[Start of section]
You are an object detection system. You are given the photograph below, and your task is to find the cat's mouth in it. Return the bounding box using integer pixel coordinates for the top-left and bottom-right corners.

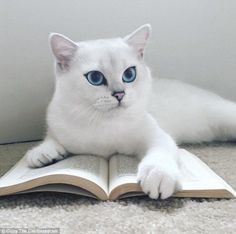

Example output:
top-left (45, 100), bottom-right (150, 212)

top-left (109, 102), bottom-right (125, 111)
top-left (117, 102), bottom-right (123, 107)
top-left (117, 100), bottom-right (128, 108)
top-left (93, 100), bottom-right (127, 112)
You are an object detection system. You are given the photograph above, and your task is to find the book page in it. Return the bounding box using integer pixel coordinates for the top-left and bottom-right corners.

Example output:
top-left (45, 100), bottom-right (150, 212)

top-left (176, 149), bottom-right (236, 197)
top-left (16, 184), bottom-right (97, 199)
top-left (0, 155), bottom-right (108, 197)
top-left (108, 150), bottom-right (236, 200)
top-left (109, 154), bottom-right (142, 199)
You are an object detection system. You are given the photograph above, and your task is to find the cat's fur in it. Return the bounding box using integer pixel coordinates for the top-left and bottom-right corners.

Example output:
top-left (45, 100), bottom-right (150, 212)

top-left (26, 24), bottom-right (236, 199)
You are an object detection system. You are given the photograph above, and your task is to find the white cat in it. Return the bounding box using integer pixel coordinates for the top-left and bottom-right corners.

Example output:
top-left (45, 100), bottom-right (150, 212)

top-left (26, 24), bottom-right (236, 199)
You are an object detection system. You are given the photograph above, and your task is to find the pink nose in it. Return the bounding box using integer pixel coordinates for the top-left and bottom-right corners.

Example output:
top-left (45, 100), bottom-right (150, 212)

top-left (112, 91), bottom-right (125, 102)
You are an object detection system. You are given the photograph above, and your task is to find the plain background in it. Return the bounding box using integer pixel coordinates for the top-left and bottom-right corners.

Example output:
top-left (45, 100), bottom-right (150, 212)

top-left (0, 0), bottom-right (236, 144)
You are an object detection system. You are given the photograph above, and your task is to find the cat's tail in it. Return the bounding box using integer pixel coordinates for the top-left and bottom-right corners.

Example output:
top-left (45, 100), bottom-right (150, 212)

top-left (207, 98), bottom-right (236, 142)
top-left (150, 79), bottom-right (236, 144)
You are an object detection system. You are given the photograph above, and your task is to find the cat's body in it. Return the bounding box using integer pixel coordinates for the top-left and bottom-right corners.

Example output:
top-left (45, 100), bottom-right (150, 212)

top-left (26, 24), bottom-right (236, 199)
top-left (47, 77), bottom-right (236, 157)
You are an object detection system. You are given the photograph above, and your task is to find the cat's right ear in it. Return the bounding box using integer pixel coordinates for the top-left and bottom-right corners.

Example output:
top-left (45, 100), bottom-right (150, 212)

top-left (49, 33), bottom-right (77, 71)
top-left (124, 24), bottom-right (151, 59)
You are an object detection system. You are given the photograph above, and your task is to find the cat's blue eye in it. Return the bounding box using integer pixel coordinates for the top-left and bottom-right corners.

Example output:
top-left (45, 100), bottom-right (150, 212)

top-left (85, 71), bottom-right (107, 86)
top-left (122, 66), bottom-right (136, 83)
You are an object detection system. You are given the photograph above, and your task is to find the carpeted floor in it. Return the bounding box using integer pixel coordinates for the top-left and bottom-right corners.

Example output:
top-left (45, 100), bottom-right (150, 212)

top-left (0, 141), bottom-right (235, 234)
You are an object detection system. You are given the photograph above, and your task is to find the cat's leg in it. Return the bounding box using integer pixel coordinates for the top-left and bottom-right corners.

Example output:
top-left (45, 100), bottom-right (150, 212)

top-left (26, 136), bottom-right (68, 168)
top-left (137, 116), bottom-right (182, 199)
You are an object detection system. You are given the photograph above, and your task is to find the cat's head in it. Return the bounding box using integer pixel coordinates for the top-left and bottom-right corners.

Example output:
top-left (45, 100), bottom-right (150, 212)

top-left (49, 24), bottom-right (152, 116)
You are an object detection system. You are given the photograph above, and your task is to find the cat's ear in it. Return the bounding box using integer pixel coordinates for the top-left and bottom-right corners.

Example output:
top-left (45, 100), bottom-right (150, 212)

top-left (49, 33), bottom-right (77, 71)
top-left (124, 24), bottom-right (151, 58)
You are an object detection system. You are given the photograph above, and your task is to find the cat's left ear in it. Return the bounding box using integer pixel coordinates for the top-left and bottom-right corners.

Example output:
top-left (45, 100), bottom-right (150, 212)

top-left (49, 33), bottom-right (78, 71)
top-left (124, 24), bottom-right (151, 59)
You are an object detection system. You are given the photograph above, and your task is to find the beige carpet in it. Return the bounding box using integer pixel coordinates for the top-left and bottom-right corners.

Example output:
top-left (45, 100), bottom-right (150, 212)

top-left (0, 141), bottom-right (235, 234)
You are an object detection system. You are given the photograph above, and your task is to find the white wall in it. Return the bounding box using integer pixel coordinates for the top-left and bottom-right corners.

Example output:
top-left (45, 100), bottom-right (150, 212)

top-left (0, 0), bottom-right (236, 144)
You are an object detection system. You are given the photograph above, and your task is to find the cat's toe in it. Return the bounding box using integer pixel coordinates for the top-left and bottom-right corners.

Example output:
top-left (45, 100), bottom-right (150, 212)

top-left (26, 143), bottom-right (67, 168)
top-left (26, 152), bottom-right (38, 168)
top-left (137, 167), bottom-right (162, 199)
top-left (26, 148), bottom-right (47, 168)
top-left (137, 163), bottom-right (181, 199)
top-left (159, 174), bottom-right (177, 199)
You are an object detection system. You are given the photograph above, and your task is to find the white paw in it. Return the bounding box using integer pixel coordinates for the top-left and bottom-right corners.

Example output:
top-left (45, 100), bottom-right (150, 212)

top-left (137, 160), bottom-right (182, 200)
top-left (26, 140), bottom-right (67, 168)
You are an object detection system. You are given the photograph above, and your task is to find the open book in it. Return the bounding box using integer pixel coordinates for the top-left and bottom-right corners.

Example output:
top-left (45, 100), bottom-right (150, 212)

top-left (0, 149), bottom-right (235, 200)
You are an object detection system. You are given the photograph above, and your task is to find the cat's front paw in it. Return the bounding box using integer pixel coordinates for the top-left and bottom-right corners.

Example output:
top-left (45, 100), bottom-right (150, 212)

top-left (137, 160), bottom-right (182, 199)
top-left (26, 140), bottom-right (67, 168)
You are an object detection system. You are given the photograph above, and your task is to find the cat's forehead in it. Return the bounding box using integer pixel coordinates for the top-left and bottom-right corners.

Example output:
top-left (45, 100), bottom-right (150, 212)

top-left (78, 38), bottom-right (129, 54)
top-left (75, 38), bottom-right (137, 71)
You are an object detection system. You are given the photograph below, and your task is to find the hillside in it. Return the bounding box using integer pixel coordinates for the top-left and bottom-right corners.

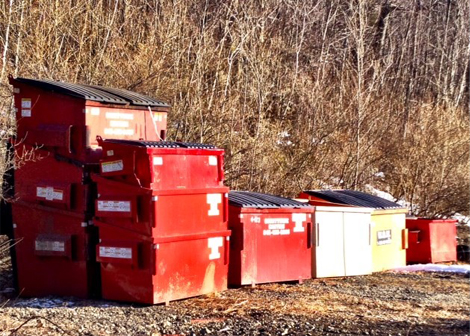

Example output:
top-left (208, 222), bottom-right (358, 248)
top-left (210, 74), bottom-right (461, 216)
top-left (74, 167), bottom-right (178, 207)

top-left (0, 0), bottom-right (468, 217)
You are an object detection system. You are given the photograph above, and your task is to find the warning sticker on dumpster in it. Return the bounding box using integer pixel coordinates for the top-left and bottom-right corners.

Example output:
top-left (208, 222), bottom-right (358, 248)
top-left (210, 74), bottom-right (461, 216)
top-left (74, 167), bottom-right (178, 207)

top-left (36, 186), bottom-right (64, 201)
top-left (377, 230), bottom-right (392, 245)
top-left (99, 246), bottom-right (132, 259)
top-left (97, 200), bottom-right (131, 212)
top-left (101, 160), bottom-right (124, 173)
top-left (35, 240), bottom-right (65, 252)
top-left (21, 98), bottom-right (31, 108)
top-left (21, 109), bottom-right (31, 117)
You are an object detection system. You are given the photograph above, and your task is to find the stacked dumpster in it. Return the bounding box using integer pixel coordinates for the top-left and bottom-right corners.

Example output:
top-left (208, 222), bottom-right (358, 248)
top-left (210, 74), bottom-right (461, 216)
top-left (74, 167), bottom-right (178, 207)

top-left (228, 191), bottom-right (313, 286)
top-left (9, 77), bottom-right (169, 298)
top-left (92, 138), bottom-right (230, 304)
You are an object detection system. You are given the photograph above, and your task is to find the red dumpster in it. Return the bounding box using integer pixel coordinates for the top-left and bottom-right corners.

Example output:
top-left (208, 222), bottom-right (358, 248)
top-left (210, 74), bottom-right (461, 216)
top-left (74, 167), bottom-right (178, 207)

top-left (9, 77), bottom-right (170, 299)
top-left (13, 149), bottom-right (93, 214)
top-left (9, 77), bottom-right (170, 163)
top-left (97, 138), bottom-right (224, 189)
top-left (93, 139), bottom-right (230, 304)
top-left (96, 221), bottom-right (229, 304)
top-left (12, 202), bottom-right (98, 298)
top-left (11, 149), bottom-right (99, 298)
top-left (228, 191), bottom-right (313, 286)
top-left (406, 218), bottom-right (457, 264)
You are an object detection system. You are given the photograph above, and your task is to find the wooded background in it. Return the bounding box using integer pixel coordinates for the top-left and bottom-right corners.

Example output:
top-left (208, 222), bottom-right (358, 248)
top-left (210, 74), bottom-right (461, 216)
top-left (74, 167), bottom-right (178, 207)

top-left (0, 0), bottom-right (468, 217)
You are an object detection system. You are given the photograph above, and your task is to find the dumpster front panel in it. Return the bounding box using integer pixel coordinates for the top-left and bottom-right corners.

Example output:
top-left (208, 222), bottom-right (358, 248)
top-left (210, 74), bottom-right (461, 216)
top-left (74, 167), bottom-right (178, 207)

top-left (85, 105), bottom-right (167, 148)
top-left (313, 210), bottom-right (345, 278)
top-left (371, 211), bottom-right (407, 272)
top-left (228, 204), bottom-right (313, 286)
top-left (406, 219), bottom-right (457, 263)
top-left (312, 206), bottom-right (373, 278)
top-left (94, 178), bottom-right (228, 236)
top-left (14, 151), bottom-right (92, 214)
top-left (153, 233), bottom-right (230, 304)
top-left (97, 222), bottom-right (230, 304)
top-left (343, 212), bottom-right (372, 276)
top-left (12, 202), bottom-right (97, 298)
top-left (430, 221), bottom-right (457, 262)
top-left (253, 210), bottom-right (312, 284)
top-left (96, 224), bottom-right (154, 304)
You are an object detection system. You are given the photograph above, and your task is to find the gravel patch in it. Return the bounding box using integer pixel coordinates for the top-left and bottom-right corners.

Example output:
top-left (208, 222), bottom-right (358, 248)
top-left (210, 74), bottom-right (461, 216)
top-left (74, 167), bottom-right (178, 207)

top-left (1, 235), bottom-right (469, 336)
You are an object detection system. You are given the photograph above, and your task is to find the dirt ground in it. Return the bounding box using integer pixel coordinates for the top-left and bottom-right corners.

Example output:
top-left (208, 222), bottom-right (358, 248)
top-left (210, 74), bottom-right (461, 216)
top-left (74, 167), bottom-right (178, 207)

top-left (0, 235), bottom-right (469, 336)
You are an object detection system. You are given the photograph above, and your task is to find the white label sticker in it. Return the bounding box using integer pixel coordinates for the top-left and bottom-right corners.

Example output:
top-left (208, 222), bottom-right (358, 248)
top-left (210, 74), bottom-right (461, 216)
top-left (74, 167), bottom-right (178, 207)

top-left (207, 193), bottom-right (222, 216)
top-left (105, 112), bottom-right (134, 120)
top-left (153, 113), bottom-right (164, 122)
top-left (153, 157), bottom-right (163, 165)
top-left (104, 128), bottom-right (135, 136)
top-left (21, 109), bottom-right (31, 117)
top-left (97, 200), bottom-right (131, 212)
top-left (292, 213), bottom-right (307, 232)
top-left (35, 240), bottom-right (65, 252)
top-left (91, 107), bottom-right (100, 116)
top-left (106, 150), bottom-right (114, 156)
top-left (208, 237), bottom-right (224, 260)
top-left (263, 229), bottom-right (291, 236)
top-left (101, 160), bottom-right (124, 173)
top-left (377, 230), bottom-right (392, 245)
top-left (208, 156), bottom-right (218, 166)
top-left (99, 246), bottom-right (132, 259)
top-left (21, 98), bottom-right (31, 108)
top-left (36, 187), bottom-right (64, 201)
top-left (110, 120), bottom-right (130, 128)
top-left (268, 224), bottom-right (286, 230)
top-left (265, 218), bottom-right (289, 224)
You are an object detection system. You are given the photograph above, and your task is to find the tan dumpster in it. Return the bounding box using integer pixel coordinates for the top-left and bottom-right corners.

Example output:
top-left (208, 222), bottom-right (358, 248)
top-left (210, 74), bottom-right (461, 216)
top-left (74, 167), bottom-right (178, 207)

top-left (299, 190), bottom-right (409, 272)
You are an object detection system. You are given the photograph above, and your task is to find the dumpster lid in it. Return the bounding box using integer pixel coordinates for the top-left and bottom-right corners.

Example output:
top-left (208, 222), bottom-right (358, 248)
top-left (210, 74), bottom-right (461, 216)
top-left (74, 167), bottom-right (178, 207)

top-left (302, 190), bottom-right (403, 210)
top-left (13, 77), bottom-right (169, 107)
top-left (229, 191), bottom-right (312, 209)
top-left (102, 139), bottom-right (217, 149)
top-left (84, 84), bottom-right (169, 107)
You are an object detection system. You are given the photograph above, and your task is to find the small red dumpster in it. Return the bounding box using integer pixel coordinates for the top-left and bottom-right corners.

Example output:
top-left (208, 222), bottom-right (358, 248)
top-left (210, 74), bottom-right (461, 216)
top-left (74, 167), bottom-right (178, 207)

top-left (97, 138), bottom-right (224, 189)
top-left (228, 191), bottom-right (313, 286)
top-left (9, 77), bottom-right (170, 163)
top-left (93, 139), bottom-right (230, 304)
top-left (406, 218), bottom-right (457, 264)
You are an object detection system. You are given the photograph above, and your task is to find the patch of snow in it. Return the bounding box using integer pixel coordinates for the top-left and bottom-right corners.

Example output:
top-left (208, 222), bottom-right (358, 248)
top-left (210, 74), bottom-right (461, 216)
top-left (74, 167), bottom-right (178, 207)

top-left (374, 172), bottom-right (385, 178)
top-left (453, 213), bottom-right (470, 226)
top-left (13, 297), bottom-right (76, 308)
top-left (277, 131), bottom-right (294, 146)
top-left (393, 263), bottom-right (470, 275)
top-left (365, 185), bottom-right (411, 210)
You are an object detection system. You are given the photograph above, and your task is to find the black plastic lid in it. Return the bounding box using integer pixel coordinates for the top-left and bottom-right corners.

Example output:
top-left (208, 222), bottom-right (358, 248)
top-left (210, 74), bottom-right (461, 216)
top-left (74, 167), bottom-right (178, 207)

top-left (103, 139), bottom-right (217, 149)
top-left (14, 77), bottom-right (169, 108)
top-left (229, 191), bottom-right (311, 209)
top-left (302, 190), bottom-right (403, 209)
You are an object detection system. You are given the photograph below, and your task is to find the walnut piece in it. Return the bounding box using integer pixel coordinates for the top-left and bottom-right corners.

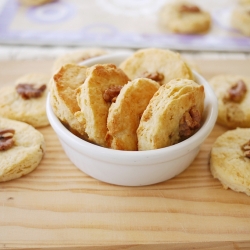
[End of section]
**Exercise aim:**
Say how many lines of the entries hold the string "book". Nothing but the number should be given.

**Your response:**
2